PROBLEM SET:
a) List every specific opioid drug named in the passage on opioids and their alternatives.
b) Reproduce the passage on opioids and their alternatives verbatim, from "So Ilfeld says" to "dying, he says.".

SOURCE TEXT:
Yet even as the discussion on alternatives widens, some physicians maintain nothing compares to opioids — oxycodone, hydrocodone, morphine and the like.
“There’s a real push for physicians to get people going in the other direction, to get them off opioids. It’s real popular right now to say, ‘Get them off opioids, and get them onto some other treatment,’ ” says Brian Ilfeld, MD, MS, a professor in residence of anesthesiology at the University of California, San Diego.
“The problem is that … we really don’t have that some other treatment that’s so great.”
Nerve blocks, for example, are guaranteed to work when applied, but not as a long-term solution, he says. Another alternative specific to back pain, spinal-cord stimulation via electrical signals, is not addictive and can be used forever, but it isn’t particularly effective.
So Ilfeld says he considers opioids a blessing to humans, and medicine wouldn’t be the same without them.
Todd agrees about their effectiveness: “We have millennia of use of opioids, and there’s nothing that works as well to control acute pain.”
To envision what U.S. health care would look like without opioids, consider countries without them, Todd says. In Ghana and Sudan, for example, few patients receive opioids, and this lack of pain control can lead to a host of other issues — trouble breathing, immobilization, prevention of the pursuit of physical rehabilitation, and simple agony, especially in the dying, he says.

PROVIDED MATERIAL:
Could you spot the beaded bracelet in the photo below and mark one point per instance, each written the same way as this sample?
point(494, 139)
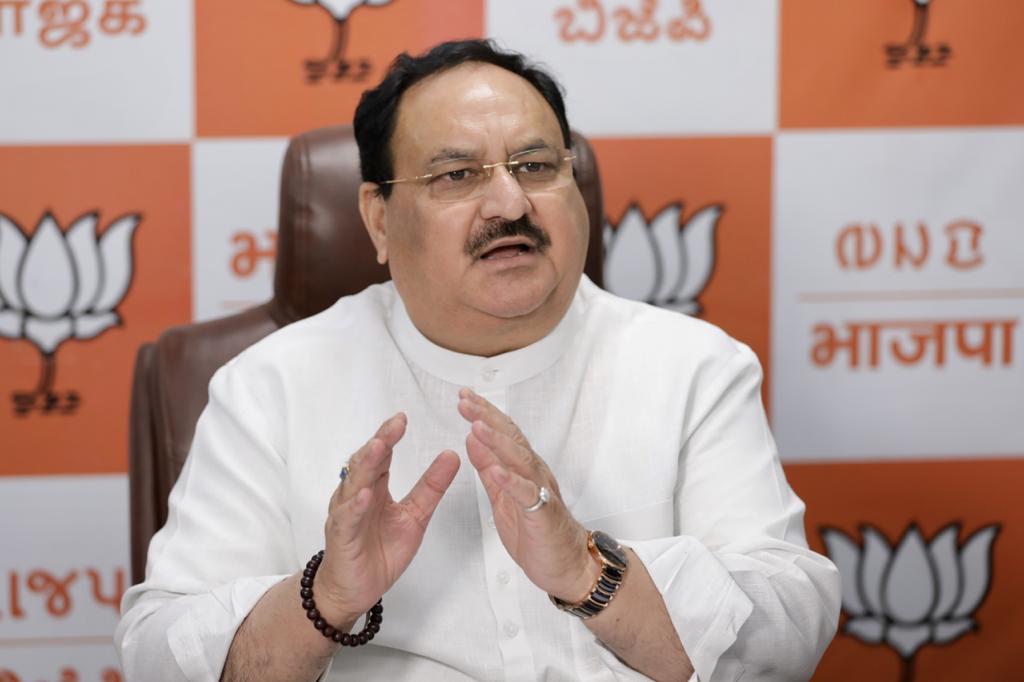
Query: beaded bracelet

ANSWERS PROVIDED:
a) oxycodone, hydrocodone, morphine

b)
So Ilfeld says he considers opioids a blessing to humans, and medicine wouldn’t be the same without them.
Todd agrees about their effectiveness: “We have millennia of use of opioids, and there’s nothing that works as well to control acute pain.”
To envision what U.S. health care would look like without opioids, consider countries without them, Todd says. In Ghana and Sudan, for example, few patients receive opioids, and this lack of pain control can lead to a host of other issues — trouble breathing, immobilization, prevention of the pursuit of physical rehabilitation, and simple agony, especially in the dying, he says.